## Kutipan yang Diberikan

════

Jam Operasional Toko Swalayan pun diatur agar tidak membawa dampak buruk pada masyarakat sekitar dan mengganggu ketetangan masyarakat[14]. Demikian juga tenaga kerja, diutamakan yang berasal dari daerah sekitar lokasi Toko Swalayan[15].
Selain itu, Toko Swalayan juga diwajibkan untuk menyisihkan keuntungannya sebesar 2% dari laba bersih pertahun untuk dialokasikan sebagai biaya tanggungjawab social perusahaan ( Corporate Social Resposibility) kepada Pasar Rakyat dan/atau masyarakat disekitar lingkungan usaha Toko Swalayan.
Realitas Penerapan Perda No. 8/2014
Penerapan aturan yang ada di Perda No. 8/2014 ternyata tidak seindah apa yang ditulis dalam norma yang tercantum dipasal-pasal di Perda tersebut. Banyak dari ketentuan yang diatur dalam Perda ini yang dilanggar dan Pemkot Surabaya nampaknya tidak mengambil tindakan tegas bahkan cenderung membiarkan serta memberikan izin berdiri Toko Swalayan yang jelas tidak memenuhi ketentuan yang ada dalam Perda No.8/2014.
Dalam hal pendirian, yang seharusnya melibatkan tim independen dalam melakukan kajian pendirian untuk mengetahui tanggapan masyarakat sekitar atas akan didirikannya Toko Swalayan, sering diabaikan. Pemerintah tidak melakukan pengecekan apakah sudah dilakukan kajian yang benar dengan melibatkan masyarakat. Hal ini dapat dilihat dari beberapa kasus di Surabaya, seperti pendirian sebuah Minimarket di kawasan jalan Semolowaru Timur, yang mendapat penolakan warga setelah Toko Swalayan tersebut berdiri.

════

## Yang Diminta
Teruskan tulisan tentang penerapan Perda No. 8/2014 soal Toko Swalayan di Surabaya, dimulai tepat setelah kalimat terakhirnya.

## Cuplikan Data
════

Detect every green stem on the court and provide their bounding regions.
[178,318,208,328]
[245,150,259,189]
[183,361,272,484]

════

## Hasil Latihan
Kemudian banyak juga berdiri Minimarket yang saling berhimpitan, hanya berjarak puluhan bahkan hanya beberapa meter antara Minimarket satu dengan yang lain. Dan yang memprihatinkan, Minimarket tersebut berdiri dikawasan yang sudah banyak berdiri warung dan toko kelontong usaha rakyat. Kasus ini misal dapat kita lihat di jalan Kyai Abdul Karim – Rungkut, di sepanjang jalan ini berdiri beberapa Minimarket.
Ketentuan lokasi Toko Swalayan yang harus berada di jalan raya juga tidak diindahkan oleh pelaku usaha, dan Pemkot juga cenderung mendiamkan. Hal ini juga bisa dilihat di jalan Kyai Abdul Karim, yang lebar jalannya tidak sampai 8 meter, berdiri beberapa minimarket. Dibeberapa perumahan di wilayah Rungkut, Wiyung, Mulyorejo, dan banyak lainnya juga berdiri minimarket yang tidak memenuhi ketentuan lebar jalan yang diatur pada Perda 8/2014.
Ketentuan harus menyediakan space untuk pelaku usaha UMKM, juga tidak ditaati oleh pelaku usaha Toko Swalayan. Hampir tidak ada ditemukan Minimarket di Surabaya yang menyediakan area penjualannya (bagian dalam) untuk pelaku usaha UMKM. Kalaupun ada yang menyediakan tidak didalam Minimarket sebagaimana diamanatkan dalam Perda 8/2014 tapi diluar area penjualan minimarket. Dan yang lebih memprhatinkan, area yang diluar itupun tidak gratis diberikan kepada palaku usaha UMKM tapi dipungut biaya yang nilainya cukup tinggi setiap bulan.
Pendirian Toko Swalayan di dekat Pasar Rakyat juga sering ditemukan, tidak hanya minimarket tapi juga Supermarket. Contoh di daerah Keputih Surabaya, yang terdapat pasar Keputih yang sudah puluhan tahun berdiri. Dekat pasar ini berdiri dengan megah minimarket-minimarket sepanjang jalan Arief Rahman Hakim dan sepanjang jalan Kejawen Tambak.
Di kawasan Blauran, dimana terdapat pasar Blauran yang legendaries, yang dulu menjadi salah satu icon kota Surabaya, berdiri dengan megahnya BG Junction Mall, sebuah pusat perbelanjaan modern, yang didalamnya terdapat Hypermarket Carefour juga Departemen Store Ramayana. Tentu keberadaan Toko Swalayan raksasa di dekat Pasar Blauran ini telah membuat lumpuh pelaku usaha di pasar Blauran maupun toko-toko disekitar. Kita dapat menyaksikan sepinya pasar Blauran karena banyak kios yang sudah tutup, dari penjual pakaian, penjual makanan serta yang menjual kebutuhan pokok.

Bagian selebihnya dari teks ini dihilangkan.